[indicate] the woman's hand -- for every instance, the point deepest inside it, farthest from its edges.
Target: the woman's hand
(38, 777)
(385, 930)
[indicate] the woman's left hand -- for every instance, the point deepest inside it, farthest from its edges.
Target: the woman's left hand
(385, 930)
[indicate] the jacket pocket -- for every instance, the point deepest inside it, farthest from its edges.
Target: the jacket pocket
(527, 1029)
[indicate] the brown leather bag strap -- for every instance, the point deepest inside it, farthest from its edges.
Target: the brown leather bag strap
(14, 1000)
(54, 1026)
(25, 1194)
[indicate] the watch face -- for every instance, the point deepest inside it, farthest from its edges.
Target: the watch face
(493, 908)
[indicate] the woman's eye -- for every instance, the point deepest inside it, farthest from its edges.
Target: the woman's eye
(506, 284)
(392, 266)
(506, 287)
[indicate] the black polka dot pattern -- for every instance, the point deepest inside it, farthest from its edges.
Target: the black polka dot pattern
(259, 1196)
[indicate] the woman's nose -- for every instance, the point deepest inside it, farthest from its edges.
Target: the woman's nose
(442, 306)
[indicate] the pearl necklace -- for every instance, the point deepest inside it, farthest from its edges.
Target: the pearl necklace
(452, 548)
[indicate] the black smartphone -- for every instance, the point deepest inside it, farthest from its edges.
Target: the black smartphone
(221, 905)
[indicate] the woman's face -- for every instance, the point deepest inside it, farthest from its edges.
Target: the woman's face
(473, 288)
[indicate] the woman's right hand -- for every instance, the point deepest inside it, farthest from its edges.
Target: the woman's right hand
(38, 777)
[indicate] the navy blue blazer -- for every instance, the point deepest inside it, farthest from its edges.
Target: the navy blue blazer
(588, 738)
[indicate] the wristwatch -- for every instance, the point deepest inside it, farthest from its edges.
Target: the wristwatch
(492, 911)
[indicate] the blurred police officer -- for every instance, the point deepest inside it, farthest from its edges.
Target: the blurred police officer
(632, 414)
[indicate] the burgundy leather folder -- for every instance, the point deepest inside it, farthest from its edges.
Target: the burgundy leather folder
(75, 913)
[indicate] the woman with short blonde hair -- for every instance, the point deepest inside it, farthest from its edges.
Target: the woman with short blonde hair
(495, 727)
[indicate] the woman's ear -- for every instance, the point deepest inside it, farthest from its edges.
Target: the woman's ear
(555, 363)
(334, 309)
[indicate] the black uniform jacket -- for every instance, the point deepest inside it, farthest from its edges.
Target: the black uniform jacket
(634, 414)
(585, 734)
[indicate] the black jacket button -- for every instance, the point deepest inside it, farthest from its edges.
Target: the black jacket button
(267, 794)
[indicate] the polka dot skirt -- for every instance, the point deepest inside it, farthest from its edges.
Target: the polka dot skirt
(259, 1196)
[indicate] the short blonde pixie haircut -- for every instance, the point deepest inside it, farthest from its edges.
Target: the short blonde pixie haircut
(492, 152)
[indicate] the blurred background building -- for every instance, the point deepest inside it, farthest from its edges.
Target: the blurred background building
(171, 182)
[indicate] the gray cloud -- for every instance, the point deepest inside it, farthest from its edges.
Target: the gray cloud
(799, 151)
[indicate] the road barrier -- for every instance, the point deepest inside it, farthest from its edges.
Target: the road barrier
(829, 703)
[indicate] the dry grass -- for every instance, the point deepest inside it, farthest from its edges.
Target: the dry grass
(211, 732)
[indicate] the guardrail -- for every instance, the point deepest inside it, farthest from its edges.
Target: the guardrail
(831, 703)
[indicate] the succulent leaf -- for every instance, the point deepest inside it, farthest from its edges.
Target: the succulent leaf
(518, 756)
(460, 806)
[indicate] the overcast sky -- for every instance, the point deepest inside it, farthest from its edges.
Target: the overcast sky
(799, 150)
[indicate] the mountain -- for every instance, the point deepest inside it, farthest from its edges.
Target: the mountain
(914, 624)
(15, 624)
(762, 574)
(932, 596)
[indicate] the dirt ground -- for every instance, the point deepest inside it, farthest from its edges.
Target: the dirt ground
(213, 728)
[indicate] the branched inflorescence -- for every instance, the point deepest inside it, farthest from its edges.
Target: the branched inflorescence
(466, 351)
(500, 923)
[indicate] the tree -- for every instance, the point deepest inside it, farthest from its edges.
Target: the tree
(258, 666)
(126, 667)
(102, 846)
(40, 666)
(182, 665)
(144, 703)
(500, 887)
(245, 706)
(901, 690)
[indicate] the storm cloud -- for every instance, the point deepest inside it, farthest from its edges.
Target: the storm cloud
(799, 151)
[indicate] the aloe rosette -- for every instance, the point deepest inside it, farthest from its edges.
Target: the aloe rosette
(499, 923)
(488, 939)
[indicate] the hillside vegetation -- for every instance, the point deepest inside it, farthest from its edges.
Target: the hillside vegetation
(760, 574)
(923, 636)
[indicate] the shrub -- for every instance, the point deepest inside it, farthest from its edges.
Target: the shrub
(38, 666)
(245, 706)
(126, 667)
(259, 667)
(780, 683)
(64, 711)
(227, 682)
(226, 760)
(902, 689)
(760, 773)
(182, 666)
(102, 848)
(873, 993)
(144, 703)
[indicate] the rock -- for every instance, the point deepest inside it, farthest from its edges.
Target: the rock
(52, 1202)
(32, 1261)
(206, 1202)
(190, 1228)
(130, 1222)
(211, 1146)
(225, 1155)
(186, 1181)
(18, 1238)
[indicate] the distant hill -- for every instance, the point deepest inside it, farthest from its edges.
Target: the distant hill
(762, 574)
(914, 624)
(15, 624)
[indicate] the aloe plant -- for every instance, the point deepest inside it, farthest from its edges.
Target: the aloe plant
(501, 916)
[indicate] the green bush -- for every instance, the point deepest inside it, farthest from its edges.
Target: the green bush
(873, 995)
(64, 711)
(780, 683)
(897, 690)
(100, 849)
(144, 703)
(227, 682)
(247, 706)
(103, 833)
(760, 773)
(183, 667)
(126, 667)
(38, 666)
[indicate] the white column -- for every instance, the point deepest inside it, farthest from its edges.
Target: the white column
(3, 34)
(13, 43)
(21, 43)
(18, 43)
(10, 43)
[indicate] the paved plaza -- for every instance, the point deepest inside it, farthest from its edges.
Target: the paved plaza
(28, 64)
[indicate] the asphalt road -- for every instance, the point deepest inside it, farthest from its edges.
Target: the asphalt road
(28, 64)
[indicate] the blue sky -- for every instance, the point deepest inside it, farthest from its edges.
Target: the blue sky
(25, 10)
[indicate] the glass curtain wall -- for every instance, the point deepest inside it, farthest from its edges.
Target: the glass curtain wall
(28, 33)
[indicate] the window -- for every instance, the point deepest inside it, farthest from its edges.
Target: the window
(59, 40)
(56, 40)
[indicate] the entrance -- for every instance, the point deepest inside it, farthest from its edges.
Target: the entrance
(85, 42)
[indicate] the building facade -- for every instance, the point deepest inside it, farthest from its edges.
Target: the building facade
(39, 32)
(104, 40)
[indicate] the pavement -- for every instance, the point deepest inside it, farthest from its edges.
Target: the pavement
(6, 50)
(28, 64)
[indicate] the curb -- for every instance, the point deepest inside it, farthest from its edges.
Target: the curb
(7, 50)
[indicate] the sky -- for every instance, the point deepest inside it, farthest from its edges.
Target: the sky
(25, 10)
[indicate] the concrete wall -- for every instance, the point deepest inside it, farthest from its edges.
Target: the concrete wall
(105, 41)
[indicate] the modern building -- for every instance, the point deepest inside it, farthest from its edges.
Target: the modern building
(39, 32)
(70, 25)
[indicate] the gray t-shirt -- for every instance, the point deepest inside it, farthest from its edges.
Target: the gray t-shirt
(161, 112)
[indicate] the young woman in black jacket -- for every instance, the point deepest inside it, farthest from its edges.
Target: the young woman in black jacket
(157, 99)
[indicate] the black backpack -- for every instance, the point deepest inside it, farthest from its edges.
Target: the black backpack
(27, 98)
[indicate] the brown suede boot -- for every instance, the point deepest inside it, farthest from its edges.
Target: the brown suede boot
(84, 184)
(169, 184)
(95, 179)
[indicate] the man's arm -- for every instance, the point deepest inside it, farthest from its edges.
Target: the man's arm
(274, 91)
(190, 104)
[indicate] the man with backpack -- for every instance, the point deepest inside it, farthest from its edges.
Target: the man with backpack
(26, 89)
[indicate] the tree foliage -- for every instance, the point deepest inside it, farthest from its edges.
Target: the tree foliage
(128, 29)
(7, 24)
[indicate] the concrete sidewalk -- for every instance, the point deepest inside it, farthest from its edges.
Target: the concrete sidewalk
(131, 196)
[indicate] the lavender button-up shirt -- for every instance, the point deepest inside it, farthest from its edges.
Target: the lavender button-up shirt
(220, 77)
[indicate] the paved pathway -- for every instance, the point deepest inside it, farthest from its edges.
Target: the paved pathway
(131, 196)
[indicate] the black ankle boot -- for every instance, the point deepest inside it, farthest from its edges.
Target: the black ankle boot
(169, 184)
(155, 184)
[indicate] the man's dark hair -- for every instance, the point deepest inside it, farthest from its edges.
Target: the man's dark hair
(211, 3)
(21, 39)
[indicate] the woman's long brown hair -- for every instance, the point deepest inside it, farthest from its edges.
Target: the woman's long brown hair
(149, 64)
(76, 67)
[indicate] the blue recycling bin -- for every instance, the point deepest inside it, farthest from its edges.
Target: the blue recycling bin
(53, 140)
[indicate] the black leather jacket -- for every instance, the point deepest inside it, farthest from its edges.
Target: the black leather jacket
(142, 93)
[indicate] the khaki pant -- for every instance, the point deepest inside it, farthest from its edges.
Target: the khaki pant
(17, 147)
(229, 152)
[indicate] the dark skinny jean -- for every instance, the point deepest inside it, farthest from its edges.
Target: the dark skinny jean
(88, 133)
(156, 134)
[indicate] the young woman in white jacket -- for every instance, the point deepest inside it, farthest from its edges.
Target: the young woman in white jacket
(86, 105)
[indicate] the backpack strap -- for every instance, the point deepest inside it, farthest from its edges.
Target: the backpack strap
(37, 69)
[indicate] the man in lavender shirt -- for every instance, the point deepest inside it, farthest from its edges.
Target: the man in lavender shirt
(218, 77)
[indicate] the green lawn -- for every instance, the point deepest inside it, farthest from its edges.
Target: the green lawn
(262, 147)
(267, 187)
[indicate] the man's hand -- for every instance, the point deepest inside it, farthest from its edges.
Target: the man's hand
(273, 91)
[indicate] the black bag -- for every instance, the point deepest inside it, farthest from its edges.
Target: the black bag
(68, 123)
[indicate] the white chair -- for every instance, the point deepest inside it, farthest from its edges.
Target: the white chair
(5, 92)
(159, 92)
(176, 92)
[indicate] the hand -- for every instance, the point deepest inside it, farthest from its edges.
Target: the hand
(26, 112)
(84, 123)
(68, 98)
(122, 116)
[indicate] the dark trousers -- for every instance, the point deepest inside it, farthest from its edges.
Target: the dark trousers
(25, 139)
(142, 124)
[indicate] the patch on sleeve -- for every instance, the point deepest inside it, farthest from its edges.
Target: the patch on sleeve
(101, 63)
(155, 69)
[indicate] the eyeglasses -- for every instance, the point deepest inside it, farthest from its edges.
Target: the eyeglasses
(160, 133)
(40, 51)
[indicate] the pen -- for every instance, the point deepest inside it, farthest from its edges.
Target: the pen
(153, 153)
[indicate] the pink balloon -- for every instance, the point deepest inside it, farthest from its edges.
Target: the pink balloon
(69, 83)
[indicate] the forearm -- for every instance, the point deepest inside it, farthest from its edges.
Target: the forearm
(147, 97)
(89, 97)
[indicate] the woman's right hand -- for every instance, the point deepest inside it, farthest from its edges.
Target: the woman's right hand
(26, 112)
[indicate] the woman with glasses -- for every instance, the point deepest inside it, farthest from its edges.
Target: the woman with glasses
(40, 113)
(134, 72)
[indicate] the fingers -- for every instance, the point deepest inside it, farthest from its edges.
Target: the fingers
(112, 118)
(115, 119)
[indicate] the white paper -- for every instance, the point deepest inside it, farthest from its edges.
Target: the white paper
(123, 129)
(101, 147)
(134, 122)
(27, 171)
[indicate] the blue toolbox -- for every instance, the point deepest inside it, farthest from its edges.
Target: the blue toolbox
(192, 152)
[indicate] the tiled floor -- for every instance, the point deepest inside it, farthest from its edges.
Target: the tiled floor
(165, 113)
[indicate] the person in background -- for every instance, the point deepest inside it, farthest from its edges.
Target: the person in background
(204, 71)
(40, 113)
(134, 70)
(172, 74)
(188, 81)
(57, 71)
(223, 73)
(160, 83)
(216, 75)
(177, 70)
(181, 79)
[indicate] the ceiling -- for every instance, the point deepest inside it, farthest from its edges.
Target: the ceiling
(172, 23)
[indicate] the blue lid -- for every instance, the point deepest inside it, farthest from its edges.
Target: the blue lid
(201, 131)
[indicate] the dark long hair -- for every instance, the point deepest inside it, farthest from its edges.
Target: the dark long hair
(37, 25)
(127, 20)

**Short task:** Nothing but the lines from the line with "[indicate] the blue toolbox" to the last line of the listing above should appear; please retype them exactly, both ends included.

**Worked answer:**
[indicate] the blue toolbox -- for every instance, the point deepest inside it, farthest from its edges.
Target: the blue toolbox
(192, 152)
[indicate] the tiled floor -- for every instance, the point deepest inside it, farthest from its edges.
Target: the tiled floor
(165, 113)
[indicate] the person in background -- for every instance, the point deepest inside it, farthest from its edges.
Target: the person in background
(204, 71)
(40, 113)
(134, 70)
(172, 74)
(188, 81)
(57, 71)
(223, 73)
(160, 83)
(216, 75)
(177, 70)
(181, 79)
[indicate] the ceiling -- for every instance, the point deepest inside it, farthest from its edges.
Target: the ceiling
(172, 23)
[indicate] the blue lid -- for every instance, the point deepest inside it, farthest from its edges.
Target: the blue lid
(201, 131)
[indicate] the dark long hair -- for every instance, the point deepest inside it, farthest from its edges.
Target: the dark long hair
(37, 25)
(127, 20)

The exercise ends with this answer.